INSTRUCCIONES DE TRABAJO:
#1 Indica si cada afirmación concuerda con el fragmento sobre Borges, respondiendo sí o no y citando literalmente las palabras que lo deciden: (a) Bjarni Thorkelsson aconseja a Ulf que huya hacia el norte. (b) La palabra Undr significa maravilla. (c) El cuento Undr forma parte de El libro de arena.
#2 Sustituye "el arpa" por "la lira" al reproducir el fragmento sobre Borges desde "Sin embargo, antes" hasta "una palabra distinta.", ambos incluidos.

FRAGMENTO SELECCIONADO:
Muchos manuales pueden transmitirnos millones de datos y una multitud de conocimientos pero jamás nos podrán enseñar a usarlos correctamente. Ningún libro nos transmitirá la esencia de las cosas y el criterio para poder disfrutar de ellas. Esa es una facultad que nosotros, cada uno de nosotros desde nuestro abismo existencial, tendremos que esforzarnos en poseer. Jorge Luis Borges escribió en El libro de arena un cuento que tituló Undr. Maestro en hacer creíble lo increíble, Borges nos conducía en aquel relato por el laberinto de la palabra para recuperar la poesía como esencia, la voz como precioso venero de la memoria. En el relato, Ulf Sigurdarson, protagonista del cuento y de la estirpe de los skaldos o bardos, cuenta la historia de su vida, permanentemente en pos de una palabra que la diese sentido. A punto de morir en uno de sus viajes por la brutalidad de los hombres, es salvado por otro poeta, Bjarni Thorkelsson, quien le recomienda que huya hacia el sur. Al cabo de mucho tiempo de peregrinación, Ulf regresa y busca al viejo poeta Thorkelsson, que ya se halla a punto de morir: A todos la vida les da todo musita el cansado bardo- pero los más lo ignoran.
Sin embargo, antes de expirar, Thorkelsson le transmite a Ulf el misterio, la palabra Undr, que quiere decir maravilla: Me sentí arrebatado por el canto del hombre que moría termina diciendo Ulf-, pero en su canto y en su acorde vi mis propios trabajos, la esclava que me dio el primer amor, los hombres que maté, las albas de frío, la aurora sobre el agua, los remos. Tomé el arpa y canté con una palabra distinta.

DATOS EN BRUTO:

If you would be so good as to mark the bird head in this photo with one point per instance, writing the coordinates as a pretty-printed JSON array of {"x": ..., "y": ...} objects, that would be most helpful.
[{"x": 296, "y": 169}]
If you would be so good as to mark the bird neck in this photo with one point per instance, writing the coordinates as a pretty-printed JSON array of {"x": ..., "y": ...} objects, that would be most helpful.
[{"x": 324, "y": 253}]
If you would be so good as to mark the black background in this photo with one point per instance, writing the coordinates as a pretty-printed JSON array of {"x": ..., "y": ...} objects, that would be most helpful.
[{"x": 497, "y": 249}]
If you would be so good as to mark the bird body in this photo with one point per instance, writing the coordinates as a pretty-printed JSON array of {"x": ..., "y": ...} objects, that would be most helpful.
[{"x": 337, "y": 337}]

LAS RESPUESTAS:
#1
(a) No: «quien le recomienda que huya hacia el sur».
(b) Sí: «la palabra Undr, que quiere decir maravilla».
(c) Sí: «Jorge Luis Borges escribió en El libro de arena un cuento que tituló Undr».

#2
Sin embargo, antes de expirar, Thorkelsson le transmite a Ulf el misterio, la palabra Undr, que quiere decir maravilla: Me sentí arrebatado por el canto del hombre que moría termina diciendo Ulf-, pero en su canto y en su acorde vi mis propios trabajos, la esclava que me dio el primer amor, los hombres que maté, las albas de frío, la aurora sobre el agua, los remos. Tomé la lira y canté con una palabra distinta.